[Collected data]
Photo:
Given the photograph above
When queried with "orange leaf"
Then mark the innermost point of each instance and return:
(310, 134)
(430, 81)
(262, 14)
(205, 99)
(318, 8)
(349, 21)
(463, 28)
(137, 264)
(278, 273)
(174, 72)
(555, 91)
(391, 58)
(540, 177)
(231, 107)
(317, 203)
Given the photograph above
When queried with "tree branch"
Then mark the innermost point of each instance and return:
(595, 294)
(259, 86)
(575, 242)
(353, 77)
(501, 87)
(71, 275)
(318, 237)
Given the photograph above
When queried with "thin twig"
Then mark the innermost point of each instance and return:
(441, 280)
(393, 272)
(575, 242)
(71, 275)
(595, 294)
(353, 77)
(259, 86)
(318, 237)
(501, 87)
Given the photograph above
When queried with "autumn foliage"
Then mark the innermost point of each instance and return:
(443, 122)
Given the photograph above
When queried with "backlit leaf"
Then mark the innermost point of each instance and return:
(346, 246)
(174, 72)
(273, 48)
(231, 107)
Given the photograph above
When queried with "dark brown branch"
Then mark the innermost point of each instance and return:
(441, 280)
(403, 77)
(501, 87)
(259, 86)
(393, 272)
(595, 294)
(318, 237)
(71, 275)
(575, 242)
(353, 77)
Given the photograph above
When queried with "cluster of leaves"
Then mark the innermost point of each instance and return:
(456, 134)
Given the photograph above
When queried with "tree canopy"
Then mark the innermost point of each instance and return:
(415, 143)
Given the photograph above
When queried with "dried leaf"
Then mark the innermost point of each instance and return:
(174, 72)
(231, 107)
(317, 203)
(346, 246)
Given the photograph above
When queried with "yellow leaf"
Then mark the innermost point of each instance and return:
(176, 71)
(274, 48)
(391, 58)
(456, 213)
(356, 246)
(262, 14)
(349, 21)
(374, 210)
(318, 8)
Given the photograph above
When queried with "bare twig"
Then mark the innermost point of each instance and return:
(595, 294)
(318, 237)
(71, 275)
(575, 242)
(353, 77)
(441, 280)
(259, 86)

_What you need to do_: In full and word for word, reproduce the data above.

_Exercise answer_:
Photo:
Given the photograph above
When queried with "orange leaf"
Then mark the innermost point of each instance and return:
(310, 134)
(430, 81)
(262, 14)
(205, 99)
(318, 8)
(349, 21)
(463, 28)
(137, 264)
(278, 273)
(174, 72)
(555, 91)
(391, 58)
(540, 177)
(231, 107)
(317, 203)
Given the photograph above
When queried with "tree branch"
Then mark the innermost point of each instance and return:
(595, 294)
(259, 86)
(575, 242)
(353, 77)
(501, 87)
(71, 275)
(318, 237)
Given the photograph above
When queried with "thin twig"
Then mark the innermost point of each instance and return:
(441, 280)
(393, 272)
(575, 242)
(71, 275)
(595, 294)
(353, 77)
(259, 86)
(318, 237)
(501, 87)
Given the photograph above
When queried with "autumn foliage"
Then mark the innermost point of each instance and return:
(443, 122)
Given the photograph above
When queried with "backlit leaf"
Then mark the innermost point of each instance and return:
(346, 246)
(174, 72)
(273, 48)
(231, 107)
Given the photograph above
When queried with "dark brown branch"
Then mark the innermost point of each instance and return:
(441, 280)
(403, 77)
(501, 87)
(259, 86)
(393, 272)
(595, 294)
(318, 237)
(71, 275)
(575, 242)
(353, 77)
Given the photograph above
When queried with "cluster of leaves"
Then mark the innermost point of each instance and return:
(456, 134)
Given the photograph above
When queried with "tree canopy"
Then mark the innermost point of each instance and return:
(415, 143)
Given the photograph above
When queried with "dried leaf"
Then mark the innermost point of each instance and return:
(174, 72)
(231, 107)
(317, 203)
(346, 246)
Given the photograph above
When queried with "yellow leaf"
Then mark the innermost point of each instance and return:
(176, 71)
(274, 48)
(391, 58)
(456, 213)
(356, 246)
(262, 14)
(349, 21)
(374, 210)
(318, 8)
Given the photograph above
When queried with "bare twig"
Then mark the innermost point of each instance and return:
(595, 294)
(318, 237)
(71, 275)
(575, 242)
(353, 77)
(441, 280)
(259, 86)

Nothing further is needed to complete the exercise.